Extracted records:
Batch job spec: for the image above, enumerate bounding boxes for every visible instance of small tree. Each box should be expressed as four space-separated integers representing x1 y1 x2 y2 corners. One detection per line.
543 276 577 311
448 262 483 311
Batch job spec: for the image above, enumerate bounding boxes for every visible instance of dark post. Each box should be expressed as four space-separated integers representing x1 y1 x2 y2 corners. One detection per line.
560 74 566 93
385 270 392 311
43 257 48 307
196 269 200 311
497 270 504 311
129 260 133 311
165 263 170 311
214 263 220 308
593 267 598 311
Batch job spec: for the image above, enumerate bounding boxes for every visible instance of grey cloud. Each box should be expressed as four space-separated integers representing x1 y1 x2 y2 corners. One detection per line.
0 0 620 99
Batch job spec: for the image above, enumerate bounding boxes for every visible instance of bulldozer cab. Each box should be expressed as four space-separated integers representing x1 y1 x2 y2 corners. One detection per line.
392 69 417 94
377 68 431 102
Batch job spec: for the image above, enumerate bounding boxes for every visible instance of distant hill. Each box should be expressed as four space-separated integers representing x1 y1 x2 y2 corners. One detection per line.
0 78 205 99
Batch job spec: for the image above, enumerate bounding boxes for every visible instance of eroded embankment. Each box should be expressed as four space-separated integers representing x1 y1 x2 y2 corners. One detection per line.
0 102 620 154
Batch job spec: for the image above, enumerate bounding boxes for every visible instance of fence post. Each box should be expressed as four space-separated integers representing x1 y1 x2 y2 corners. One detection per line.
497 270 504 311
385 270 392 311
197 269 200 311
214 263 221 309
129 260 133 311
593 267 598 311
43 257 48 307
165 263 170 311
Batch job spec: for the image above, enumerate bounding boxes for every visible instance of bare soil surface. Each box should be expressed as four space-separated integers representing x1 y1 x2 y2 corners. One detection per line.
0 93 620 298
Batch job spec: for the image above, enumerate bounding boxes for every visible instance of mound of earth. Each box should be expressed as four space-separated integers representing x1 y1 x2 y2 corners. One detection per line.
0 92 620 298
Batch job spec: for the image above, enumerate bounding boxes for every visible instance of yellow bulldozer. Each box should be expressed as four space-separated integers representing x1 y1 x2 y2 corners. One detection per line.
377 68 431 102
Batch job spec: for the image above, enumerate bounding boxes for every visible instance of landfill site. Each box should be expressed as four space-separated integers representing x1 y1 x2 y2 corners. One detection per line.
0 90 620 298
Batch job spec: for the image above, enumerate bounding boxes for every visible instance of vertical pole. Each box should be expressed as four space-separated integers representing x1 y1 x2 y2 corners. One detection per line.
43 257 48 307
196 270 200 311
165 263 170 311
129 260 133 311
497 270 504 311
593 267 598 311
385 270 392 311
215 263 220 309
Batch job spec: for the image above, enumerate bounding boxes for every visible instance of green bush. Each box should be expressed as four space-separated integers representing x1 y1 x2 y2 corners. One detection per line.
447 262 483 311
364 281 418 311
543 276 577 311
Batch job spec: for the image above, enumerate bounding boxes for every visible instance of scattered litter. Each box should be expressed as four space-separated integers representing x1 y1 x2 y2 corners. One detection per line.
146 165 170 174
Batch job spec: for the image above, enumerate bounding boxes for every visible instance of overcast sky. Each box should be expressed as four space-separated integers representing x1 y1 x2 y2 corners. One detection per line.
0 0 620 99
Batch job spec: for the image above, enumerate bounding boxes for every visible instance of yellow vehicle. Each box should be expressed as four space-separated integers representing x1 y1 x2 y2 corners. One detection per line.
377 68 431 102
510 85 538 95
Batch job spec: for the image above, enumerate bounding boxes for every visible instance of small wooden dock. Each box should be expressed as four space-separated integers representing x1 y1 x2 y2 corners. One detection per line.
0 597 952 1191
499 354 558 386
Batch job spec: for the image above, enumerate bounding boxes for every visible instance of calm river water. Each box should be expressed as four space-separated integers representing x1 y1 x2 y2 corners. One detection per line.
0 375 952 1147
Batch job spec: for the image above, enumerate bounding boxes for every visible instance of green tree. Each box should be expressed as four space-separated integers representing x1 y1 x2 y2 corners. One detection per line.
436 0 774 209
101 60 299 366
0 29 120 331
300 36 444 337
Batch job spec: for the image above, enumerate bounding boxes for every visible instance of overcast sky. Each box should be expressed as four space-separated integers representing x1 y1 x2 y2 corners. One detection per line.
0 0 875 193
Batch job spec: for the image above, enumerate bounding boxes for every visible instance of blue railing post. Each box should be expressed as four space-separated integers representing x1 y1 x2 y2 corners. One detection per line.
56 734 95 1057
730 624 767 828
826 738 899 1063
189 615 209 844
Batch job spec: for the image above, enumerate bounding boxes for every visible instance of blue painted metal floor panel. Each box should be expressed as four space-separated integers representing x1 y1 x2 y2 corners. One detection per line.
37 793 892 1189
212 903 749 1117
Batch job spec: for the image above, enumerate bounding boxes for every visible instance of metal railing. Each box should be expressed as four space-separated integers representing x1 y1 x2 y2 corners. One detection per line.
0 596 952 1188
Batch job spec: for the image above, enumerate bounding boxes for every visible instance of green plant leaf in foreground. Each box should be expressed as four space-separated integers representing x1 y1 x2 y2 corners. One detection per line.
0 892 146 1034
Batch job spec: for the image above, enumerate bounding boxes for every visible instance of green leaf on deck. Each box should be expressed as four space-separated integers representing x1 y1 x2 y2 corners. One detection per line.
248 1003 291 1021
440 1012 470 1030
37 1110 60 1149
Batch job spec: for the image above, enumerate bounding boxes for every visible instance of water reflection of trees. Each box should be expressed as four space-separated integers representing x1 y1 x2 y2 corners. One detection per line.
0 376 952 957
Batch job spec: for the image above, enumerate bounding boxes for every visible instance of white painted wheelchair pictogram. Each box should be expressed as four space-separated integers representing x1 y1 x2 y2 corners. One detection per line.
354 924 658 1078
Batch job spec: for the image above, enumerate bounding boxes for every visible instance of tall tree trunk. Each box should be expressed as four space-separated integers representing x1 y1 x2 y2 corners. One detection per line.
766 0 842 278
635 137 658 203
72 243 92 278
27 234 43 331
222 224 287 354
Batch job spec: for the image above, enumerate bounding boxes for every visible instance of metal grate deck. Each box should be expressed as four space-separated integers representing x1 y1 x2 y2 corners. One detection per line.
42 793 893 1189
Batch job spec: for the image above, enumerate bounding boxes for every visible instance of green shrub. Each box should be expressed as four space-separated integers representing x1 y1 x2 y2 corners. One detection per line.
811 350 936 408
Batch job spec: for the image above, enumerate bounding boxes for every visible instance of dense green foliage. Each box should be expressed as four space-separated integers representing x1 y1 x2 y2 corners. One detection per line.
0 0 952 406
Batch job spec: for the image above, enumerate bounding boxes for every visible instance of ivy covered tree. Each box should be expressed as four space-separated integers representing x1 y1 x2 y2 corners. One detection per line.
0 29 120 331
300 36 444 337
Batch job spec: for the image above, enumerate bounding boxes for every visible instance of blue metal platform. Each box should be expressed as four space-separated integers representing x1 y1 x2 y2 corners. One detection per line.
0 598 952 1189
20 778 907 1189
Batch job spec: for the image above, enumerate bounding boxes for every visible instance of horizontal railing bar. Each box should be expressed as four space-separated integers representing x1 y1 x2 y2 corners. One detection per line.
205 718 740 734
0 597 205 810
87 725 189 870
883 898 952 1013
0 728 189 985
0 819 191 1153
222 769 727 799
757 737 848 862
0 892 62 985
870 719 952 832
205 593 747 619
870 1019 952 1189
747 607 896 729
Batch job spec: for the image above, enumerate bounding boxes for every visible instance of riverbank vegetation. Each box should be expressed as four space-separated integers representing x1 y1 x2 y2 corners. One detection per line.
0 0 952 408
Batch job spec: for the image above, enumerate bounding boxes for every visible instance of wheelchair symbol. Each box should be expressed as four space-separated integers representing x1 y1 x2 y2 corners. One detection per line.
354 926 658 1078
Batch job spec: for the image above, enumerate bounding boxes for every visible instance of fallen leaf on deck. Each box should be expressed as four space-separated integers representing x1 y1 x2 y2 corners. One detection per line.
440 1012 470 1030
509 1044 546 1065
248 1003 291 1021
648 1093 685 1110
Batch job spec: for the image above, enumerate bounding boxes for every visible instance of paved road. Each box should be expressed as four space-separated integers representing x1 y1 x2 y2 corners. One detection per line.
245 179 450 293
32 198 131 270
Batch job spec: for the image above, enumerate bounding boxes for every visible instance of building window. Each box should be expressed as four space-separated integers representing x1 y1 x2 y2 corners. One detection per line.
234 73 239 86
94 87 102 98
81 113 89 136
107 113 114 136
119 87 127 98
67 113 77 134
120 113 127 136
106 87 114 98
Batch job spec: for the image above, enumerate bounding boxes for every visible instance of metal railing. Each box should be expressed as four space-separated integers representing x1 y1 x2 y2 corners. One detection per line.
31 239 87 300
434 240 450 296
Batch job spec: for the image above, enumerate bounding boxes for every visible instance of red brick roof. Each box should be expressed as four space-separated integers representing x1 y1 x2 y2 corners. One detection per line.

**THE TASK**. Revise the stretch of the records from the line containing "instance of distant" through the line containing "0 102 620 154", changing "eroded embankment" to "gravel embankment" and leaving everything else unchanged.

**OUTPUT OF THE EXERCISE**.
Batch job spec: for the image above, enumerate bounding boxes for every visible instance of distant hill. Each box should be expressed as four space-separated integers representing x1 y1 x2 y2 corners. One detection per line.
0 78 205 99
Batch job spec: for the image above, enumerate bounding boxes for every visible instance of gravel embankment. Each box should be expressed as four space-separated integers representing x1 y1 x2 y2 corners. One detection per line.
0 102 620 154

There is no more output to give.